Top of Passage

As reported by several authors [13, 14] and confirmed by our study, PS fixed-bearing TKA designs can differ in kinematic pattern (i.e. posterior femoral rollback, patellofemoral tracking and posterior condyle offset). This report has an influence on clinical outcome and complications. The relevance of this study is the clinical outcome and complication rate in correlation with fluoroscopic assessment: the two designs actually demonstrated different kinematics pattern. Our results suggest that the main features of the BCS design (an asymmetric spine-cam mechanism and an anatomically shaped tibial insert) can result in rollback and screw-home mechanisms in the replaced knee. The NRG group demonstrated consistent axial rotation with a central pivot, explained by the single radius of curvature of the prosthetic model on the frontal plane and a good posterior positioning of the femoral component on the tibial plate. Other kinematic patterns, such as rollback mechanism and femoral external axial rotation, were minimised compared with the BCS group. We believe that these findings are the reason for the poorer clinical outcome reported by this prosthetic design.

We acknowledge that our study has several limitations: results might be impaired by the retrospective analysis and the absence of preoperative KOOS data, which would have provided a more comprehensive evaluation of patient improvement following TKA. The absence of randomisation and the relatively short follow-up could also have weakened our findings. However, the large cohort, the aid of surgical navigation and the nonselective use of both designs in a homogeneous demographic series of patients could reduce the bias of the analysis.

Conclusion

Clinical and functional outcome in primary TKA can be affected by the design and kinematic pattern of different prosthetics, as revealed by coupled analysis of clinical and fluoroscopic outcomes in this large patient cohort.

Bottom of Passage
Top of Supplied material

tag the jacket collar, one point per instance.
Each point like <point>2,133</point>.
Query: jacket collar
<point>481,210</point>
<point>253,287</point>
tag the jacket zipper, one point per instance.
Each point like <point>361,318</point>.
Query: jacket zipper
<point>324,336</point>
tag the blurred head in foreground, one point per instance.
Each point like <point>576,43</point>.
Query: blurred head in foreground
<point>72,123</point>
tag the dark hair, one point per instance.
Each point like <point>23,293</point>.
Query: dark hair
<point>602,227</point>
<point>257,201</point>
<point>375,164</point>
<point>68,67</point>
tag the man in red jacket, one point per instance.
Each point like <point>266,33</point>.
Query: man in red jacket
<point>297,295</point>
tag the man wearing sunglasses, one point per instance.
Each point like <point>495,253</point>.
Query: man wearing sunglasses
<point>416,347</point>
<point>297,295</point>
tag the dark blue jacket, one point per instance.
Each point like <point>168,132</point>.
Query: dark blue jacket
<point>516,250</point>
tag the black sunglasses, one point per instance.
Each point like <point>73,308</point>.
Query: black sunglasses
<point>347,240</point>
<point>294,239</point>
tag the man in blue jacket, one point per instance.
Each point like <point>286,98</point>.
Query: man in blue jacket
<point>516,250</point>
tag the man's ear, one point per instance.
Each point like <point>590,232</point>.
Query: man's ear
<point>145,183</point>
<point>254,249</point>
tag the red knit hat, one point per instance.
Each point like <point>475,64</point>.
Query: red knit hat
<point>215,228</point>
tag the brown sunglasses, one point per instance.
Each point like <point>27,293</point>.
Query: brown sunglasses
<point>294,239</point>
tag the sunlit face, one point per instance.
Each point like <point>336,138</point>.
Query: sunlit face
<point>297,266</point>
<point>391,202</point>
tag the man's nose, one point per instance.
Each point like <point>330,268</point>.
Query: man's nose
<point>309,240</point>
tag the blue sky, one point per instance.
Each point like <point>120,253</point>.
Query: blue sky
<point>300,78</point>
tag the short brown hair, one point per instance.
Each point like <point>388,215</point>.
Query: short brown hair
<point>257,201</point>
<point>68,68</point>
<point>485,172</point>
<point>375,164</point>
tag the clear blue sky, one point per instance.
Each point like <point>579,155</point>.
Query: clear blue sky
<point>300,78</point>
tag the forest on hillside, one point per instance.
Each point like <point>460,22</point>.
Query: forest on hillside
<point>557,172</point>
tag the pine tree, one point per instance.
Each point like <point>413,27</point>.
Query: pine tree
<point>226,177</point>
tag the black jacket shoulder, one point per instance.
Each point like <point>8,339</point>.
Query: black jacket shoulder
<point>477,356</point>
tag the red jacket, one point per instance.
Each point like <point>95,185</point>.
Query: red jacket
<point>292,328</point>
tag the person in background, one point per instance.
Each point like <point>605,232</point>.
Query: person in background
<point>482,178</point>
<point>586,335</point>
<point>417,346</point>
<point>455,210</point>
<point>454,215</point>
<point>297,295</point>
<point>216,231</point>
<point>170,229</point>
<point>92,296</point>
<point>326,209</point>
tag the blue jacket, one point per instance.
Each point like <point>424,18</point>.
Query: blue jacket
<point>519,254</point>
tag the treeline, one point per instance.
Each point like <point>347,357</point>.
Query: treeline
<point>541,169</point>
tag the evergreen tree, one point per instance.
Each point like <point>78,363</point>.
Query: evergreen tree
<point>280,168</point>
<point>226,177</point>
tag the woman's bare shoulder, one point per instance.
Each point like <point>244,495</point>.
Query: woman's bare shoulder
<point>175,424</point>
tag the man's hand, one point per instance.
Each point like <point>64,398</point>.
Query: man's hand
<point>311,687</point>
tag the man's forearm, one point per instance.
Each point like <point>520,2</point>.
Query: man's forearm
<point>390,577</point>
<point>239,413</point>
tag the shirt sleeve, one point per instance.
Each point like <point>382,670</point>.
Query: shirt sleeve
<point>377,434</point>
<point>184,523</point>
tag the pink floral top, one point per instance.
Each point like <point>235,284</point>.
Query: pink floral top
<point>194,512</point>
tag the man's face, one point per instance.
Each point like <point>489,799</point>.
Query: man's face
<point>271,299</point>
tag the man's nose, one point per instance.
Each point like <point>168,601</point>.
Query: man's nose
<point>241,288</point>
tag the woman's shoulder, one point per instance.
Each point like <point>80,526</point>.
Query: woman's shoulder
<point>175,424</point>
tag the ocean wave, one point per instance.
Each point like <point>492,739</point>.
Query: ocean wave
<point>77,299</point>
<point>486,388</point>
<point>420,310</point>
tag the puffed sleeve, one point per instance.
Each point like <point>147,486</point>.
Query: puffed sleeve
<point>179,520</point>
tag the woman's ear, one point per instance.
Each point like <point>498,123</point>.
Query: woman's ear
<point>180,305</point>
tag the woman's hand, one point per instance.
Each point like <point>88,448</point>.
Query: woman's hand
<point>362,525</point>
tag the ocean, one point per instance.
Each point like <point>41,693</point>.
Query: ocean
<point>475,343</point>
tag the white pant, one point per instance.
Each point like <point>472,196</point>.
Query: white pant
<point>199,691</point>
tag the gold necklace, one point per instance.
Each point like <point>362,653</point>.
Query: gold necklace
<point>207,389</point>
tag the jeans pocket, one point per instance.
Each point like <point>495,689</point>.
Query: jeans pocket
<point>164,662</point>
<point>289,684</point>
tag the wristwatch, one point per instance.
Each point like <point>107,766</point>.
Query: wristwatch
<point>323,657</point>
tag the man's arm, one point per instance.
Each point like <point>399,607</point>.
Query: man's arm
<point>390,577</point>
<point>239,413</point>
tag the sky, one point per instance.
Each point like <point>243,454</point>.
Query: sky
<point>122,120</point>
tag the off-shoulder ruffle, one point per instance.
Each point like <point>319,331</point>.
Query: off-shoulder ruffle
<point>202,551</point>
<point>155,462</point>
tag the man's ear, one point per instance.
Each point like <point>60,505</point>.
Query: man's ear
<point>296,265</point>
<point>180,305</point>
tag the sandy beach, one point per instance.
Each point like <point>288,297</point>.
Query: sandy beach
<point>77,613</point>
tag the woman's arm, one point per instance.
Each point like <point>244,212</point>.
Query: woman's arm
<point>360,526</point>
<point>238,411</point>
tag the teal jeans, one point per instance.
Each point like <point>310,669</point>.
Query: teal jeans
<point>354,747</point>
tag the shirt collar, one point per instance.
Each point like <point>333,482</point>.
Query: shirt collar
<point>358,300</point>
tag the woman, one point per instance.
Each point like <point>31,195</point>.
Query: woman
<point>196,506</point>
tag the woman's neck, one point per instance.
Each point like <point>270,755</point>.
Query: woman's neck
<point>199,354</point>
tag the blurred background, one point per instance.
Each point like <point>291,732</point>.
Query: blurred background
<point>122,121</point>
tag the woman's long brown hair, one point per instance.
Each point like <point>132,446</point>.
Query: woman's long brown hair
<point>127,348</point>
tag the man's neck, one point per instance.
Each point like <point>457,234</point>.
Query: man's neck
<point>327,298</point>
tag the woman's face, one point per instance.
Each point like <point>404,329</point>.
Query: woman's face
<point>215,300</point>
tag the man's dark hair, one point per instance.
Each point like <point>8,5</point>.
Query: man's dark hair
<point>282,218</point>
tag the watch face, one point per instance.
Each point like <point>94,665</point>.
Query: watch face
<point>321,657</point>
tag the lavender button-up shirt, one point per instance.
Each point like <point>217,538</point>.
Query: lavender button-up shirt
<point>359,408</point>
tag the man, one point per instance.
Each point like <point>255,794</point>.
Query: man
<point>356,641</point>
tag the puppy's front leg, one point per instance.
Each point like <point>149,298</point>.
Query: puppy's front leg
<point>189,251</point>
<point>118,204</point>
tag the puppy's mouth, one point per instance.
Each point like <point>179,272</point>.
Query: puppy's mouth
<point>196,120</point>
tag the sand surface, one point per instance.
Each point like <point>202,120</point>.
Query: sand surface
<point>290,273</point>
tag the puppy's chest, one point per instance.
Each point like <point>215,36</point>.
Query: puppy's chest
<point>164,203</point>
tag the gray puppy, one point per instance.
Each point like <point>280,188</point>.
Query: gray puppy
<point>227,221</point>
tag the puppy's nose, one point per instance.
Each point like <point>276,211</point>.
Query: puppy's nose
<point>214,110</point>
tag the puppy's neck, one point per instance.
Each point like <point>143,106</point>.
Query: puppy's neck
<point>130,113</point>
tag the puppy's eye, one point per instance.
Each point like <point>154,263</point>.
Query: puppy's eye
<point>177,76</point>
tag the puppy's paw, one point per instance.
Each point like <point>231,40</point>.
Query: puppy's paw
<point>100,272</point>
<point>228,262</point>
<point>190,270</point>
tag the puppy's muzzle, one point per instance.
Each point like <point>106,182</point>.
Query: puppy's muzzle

Bottom of Supplied material

## What you are asked to do:
In the passage on knee replacement designs, what explains the NRG group's consistent axial rotation with a central pivot?

## Task output:
The single radius of curvature of the prosthetic model on the frontal plane and good posterior positioning of the femoral component on the tibial plate.